>>>

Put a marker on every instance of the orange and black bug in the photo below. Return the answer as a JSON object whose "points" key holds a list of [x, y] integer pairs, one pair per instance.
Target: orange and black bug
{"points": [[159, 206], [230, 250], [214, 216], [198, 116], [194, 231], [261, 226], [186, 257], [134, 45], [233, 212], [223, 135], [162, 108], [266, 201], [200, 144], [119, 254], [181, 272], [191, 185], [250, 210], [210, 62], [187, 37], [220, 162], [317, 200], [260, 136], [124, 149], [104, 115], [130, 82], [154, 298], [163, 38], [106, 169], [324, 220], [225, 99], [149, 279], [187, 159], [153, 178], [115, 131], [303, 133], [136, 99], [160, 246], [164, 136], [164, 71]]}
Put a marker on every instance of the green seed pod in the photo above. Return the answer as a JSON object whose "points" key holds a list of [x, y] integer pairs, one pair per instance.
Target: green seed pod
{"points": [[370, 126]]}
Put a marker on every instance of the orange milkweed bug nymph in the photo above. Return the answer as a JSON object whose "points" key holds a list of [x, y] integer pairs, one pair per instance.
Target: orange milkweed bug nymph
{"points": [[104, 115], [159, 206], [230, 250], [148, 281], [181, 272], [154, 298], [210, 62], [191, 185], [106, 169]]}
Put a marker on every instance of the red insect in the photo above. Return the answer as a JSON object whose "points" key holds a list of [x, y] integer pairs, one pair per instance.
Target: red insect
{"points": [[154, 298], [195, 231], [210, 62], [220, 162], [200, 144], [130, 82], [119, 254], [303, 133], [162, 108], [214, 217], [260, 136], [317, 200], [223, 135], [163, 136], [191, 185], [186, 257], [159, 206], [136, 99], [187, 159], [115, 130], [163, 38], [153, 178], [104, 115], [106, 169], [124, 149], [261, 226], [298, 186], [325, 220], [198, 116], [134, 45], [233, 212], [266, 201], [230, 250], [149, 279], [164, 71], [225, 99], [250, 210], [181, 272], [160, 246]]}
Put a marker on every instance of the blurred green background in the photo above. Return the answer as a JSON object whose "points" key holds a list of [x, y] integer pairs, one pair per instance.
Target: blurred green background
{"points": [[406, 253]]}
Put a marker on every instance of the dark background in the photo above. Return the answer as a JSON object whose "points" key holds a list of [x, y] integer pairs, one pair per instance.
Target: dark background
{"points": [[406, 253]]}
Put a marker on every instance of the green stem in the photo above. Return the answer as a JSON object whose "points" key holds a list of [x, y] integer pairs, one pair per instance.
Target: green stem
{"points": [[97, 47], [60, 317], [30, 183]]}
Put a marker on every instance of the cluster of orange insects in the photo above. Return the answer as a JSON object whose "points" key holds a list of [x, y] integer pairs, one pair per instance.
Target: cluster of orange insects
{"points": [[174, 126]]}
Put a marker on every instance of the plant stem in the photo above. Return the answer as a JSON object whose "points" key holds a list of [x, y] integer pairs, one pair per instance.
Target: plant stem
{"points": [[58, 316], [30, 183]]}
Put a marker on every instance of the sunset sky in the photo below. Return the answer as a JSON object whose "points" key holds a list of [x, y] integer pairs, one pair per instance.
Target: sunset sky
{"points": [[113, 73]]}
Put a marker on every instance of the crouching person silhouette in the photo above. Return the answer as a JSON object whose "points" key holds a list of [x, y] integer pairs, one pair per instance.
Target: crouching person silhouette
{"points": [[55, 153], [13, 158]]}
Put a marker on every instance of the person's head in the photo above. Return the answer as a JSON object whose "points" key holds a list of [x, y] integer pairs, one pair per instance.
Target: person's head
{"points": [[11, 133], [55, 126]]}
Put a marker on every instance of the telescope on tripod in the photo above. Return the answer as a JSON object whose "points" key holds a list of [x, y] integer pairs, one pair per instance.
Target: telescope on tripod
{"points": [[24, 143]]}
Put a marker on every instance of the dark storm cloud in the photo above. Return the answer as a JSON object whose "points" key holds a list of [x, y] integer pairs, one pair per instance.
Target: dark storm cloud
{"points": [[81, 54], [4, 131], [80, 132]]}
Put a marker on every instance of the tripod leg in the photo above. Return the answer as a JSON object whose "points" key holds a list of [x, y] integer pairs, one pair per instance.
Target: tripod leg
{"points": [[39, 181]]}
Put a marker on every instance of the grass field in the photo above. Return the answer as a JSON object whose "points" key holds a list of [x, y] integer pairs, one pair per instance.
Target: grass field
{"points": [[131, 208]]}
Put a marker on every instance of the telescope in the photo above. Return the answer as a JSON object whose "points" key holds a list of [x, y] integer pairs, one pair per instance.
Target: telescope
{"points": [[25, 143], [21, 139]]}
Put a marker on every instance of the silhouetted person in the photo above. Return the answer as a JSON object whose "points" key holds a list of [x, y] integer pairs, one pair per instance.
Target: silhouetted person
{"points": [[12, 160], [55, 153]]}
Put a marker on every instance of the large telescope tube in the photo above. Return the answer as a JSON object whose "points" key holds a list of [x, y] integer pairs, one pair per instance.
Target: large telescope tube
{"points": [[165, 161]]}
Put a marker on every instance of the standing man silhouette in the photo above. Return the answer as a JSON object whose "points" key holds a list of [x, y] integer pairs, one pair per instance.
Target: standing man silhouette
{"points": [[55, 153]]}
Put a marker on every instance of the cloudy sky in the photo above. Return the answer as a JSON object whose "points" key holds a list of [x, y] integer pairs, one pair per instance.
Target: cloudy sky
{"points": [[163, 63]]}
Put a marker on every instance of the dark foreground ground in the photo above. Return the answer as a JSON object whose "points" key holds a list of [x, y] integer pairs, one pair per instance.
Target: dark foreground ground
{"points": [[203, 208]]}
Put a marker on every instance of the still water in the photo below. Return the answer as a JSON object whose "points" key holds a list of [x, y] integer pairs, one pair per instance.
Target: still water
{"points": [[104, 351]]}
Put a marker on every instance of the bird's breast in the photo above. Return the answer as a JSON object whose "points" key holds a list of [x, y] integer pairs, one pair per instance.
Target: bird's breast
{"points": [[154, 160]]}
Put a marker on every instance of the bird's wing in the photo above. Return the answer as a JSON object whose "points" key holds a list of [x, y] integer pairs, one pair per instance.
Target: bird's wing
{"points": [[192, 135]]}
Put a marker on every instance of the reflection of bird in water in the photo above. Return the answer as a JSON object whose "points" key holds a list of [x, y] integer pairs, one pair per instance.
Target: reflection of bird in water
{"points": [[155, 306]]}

<<<

§ **TAREA BREVE**
Disponga todas las líneas anteriores como una lista numerada y omita las líneas en blanco.

§ **SOLUCIÓN ESCRITA**
1. Put a marker on every instance of the orange and black bug in the photo below. Return the answer as a JSON object whose "points" key holds a list of [x, y] integer pairs, one pair per instance.
2. Target: orange and black bug
3. {"points": [[159, 206], [230, 250], [214, 216], [198, 116], [194, 231], [261, 226], [186, 257], [134, 45], [233, 212], [223, 135], [162, 108], [266, 201], [200, 144], [119, 254], [181, 272], [191, 185], [250, 210], [210, 62], [187, 37], [220, 162], [317, 200], [260, 136], [124, 149], [104, 115], [130, 82], [154, 298], [163, 38], [106, 169], [324, 220], [225, 99], [149, 279], [187, 159], [153, 178], [115, 131], [303, 133], [136, 99], [160, 246], [164, 136], [164, 71]]}
4. Put a marker on every instance of the green seed pod in the photo above. Return the answer as a JSON object whose "points" key holds a list of [x, y] integer pairs, one pair per instance.
5. Target: green seed pod
6. {"points": [[370, 126]]}
7. Put a marker on every instance of the orange milkweed bug nymph in the photo above. Return the answer as a JSON object whose "points" key holds a list of [x, y] integer pairs, one pair per instance.
8. Target: orange milkweed bug nymph
9. {"points": [[104, 115], [159, 206], [230, 250], [148, 281], [181, 272], [154, 298], [210, 62], [191, 185], [106, 169]]}
10. Put a marker on every instance of the red insect in the photo above. Return the answer as a JSON object whose "points" key holds a list of [x, y] integer pairs, one pair per instance.
11. Target: red insect
12. {"points": [[154, 298], [195, 231], [210, 62], [220, 162], [200, 144], [130, 82], [119, 254], [303, 133], [162, 108], [214, 217], [260, 136], [317, 200], [223, 135], [163, 136], [191, 185], [186, 257], [159, 206], [136, 99], [187, 159], [115, 130], [163, 38], [153, 178], [104, 115], [106, 169], [124, 149], [261, 226], [298, 186], [325, 220], [198, 116], [134, 45], [233, 212], [266, 201], [230, 250], [149, 279], [164, 71], [225, 99], [250, 210], [181, 272], [160, 246]]}
13. Put a marker on every instance of the blurred green background in the photo above. Return the answer as a JSON object whose "points" key holds a list of [x, y] integer pairs, one pair per instance.
14. Target: blurred green background
15. {"points": [[406, 253]]}
16. Put a marker on every instance of the dark background in the photo above. Return the answer as a JSON object whose "points" key holds a list of [x, y] integer pairs, one pair per instance.
17. Target: dark background
18. {"points": [[406, 253]]}
19. Put a marker on every instance of the green stem in the photo above. Return the answer as a JSON object whose "points" key holds a list of [x, y] integer pairs, one pair per instance.
20. Target: green stem
21. {"points": [[97, 47], [60, 317], [30, 183]]}
22. Put a marker on every instance of the cluster of orange insects in the photo above. Return the answer as a JSON object whose "points" key holds a list of [x, y] integer pairs, one pair per instance.
23. Target: cluster of orange insects
24. {"points": [[174, 126]]}
25. Put a marker on every instance of the plant stem in the photo above. Return the answer as a JSON object whose "points" key holds a list of [x, y] integer pairs, one pair per instance.
26. Target: plant stem
27. {"points": [[58, 316], [30, 183]]}
28. Put a marker on every instance of the sunset sky in the photo below. Return the answer as a JSON object whose "points" key holds a list of [x, y] integer pairs, one pair per instance.
29. Target: sunset sky
30. {"points": [[113, 73]]}
31. Put a marker on every instance of the crouching person silhouette in the photo above. Return the answer as a JSON object whose "points" key holds a list of [x, y] integer pairs, one pair per instance.
32. Target: crouching person silhouette
33. {"points": [[55, 153], [13, 158]]}
34. Put a marker on every instance of the person's head in the photo above. Return the answer as a JSON object whose "points" key holds a list of [x, y] integer pairs, one pair per instance.
35. Target: person's head
36. {"points": [[11, 133], [55, 126]]}
37. Put a marker on every instance of the telescope on tripod in the photo above. Return the answer as a JSON object whose "points" key holds a list of [x, y] integer pairs, one pair per instance.
38. Target: telescope on tripod
39. {"points": [[24, 143]]}
40. Put a marker on every instance of the dark storm cloud in the photo above. Return the answer as a JSON object whose "points" key holds a list of [x, y] integer pairs, one pair per instance.
41. Target: dark storm cloud
42. {"points": [[81, 54], [4, 131], [80, 132]]}
43. Put a marker on every instance of the tripod leg in the photo above. Return the answer as a JSON object whose "points" key holds a list of [x, y] integer pairs, one pair per instance.
44. Target: tripod leg
45. {"points": [[39, 181]]}
46. Put a marker on every instance of the grass field in the photo above. Return the answer as a JSON object whose "points" key holds a list of [x, y] integer pairs, one pair per instance.
47. Target: grass field
48. {"points": [[131, 208]]}
49. Put a marker on every instance of the telescope in the photo above. Return the answer as a JSON object whose "points" key holds a list of [x, y] integer pairs, one pair per instance.
50. Target: telescope
51. {"points": [[25, 143], [21, 139]]}
52. Put a marker on every instance of the silhouetted person in the photo above. Return the answer as a JSON object whose "points" key holds a list of [x, y] integer pairs, one pair per instance.
53. Target: silhouetted person
54. {"points": [[12, 160], [55, 153]]}
55. Put a marker on every instance of the large telescope tube in the photo above. Return the answer as a JSON object whose "points" key holds a list of [x, y] integer pairs, one pair per instance.
56. Target: large telescope tube
57. {"points": [[165, 161]]}
58. Put a marker on every instance of the standing man silhouette in the photo above. Return the answer as a JSON object whose "points" key holds a list of [x, y] integer pairs, one pair per instance.
59. Target: standing man silhouette
60. {"points": [[55, 153]]}
61. Put a marker on every instance of the cloudy sky in the photo above. Return the answer as a JSON object whose "points" key holds a list of [x, y] integer pairs, one pair per instance.
62. Target: cloudy sky
63. {"points": [[163, 63]]}
64. Put a marker on every instance of the dark foreground ground in the photo above. Return the answer as a JSON object whose "points" key holds a list of [x, y] integer pairs, one pair per instance.
65. Target: dark foreground ground
66. {"points": [[203, 208]]}
67. Put a marker on every instance of the still water in the photo below. Return the answer as a JSON object whose "points" key holds a list of [x, y] integer pairs, one pair per instance.
68. Target: still water
69. {"points": [[104, 351]]}
70. Put a marker on every instance of the bird's breast in the photo above. Return the answer as a JSON object whose "points" key holds a list of [x, y] integer pairs, one pair per instance.
71. Target: bird's breast
72. {"points": [[154, 160]]}
73. Put a marker on every instance of the bird's wing in the photo above. Return the answer as a JSON object whose "points" key holds a list of [x, y] integer pairs, one pair per instance.
74. Target: bird's wing
75. {"points": [[192, 135]]}
76. Put a marker on every instance of the reflection of bird in water in the photo above. Return the answer as a JSON object whose "points" key holds a list of [x, y] integer pairs, one pair per instance.
77. Target: reflection of bird in water
78. {"points": [[155, 306]]}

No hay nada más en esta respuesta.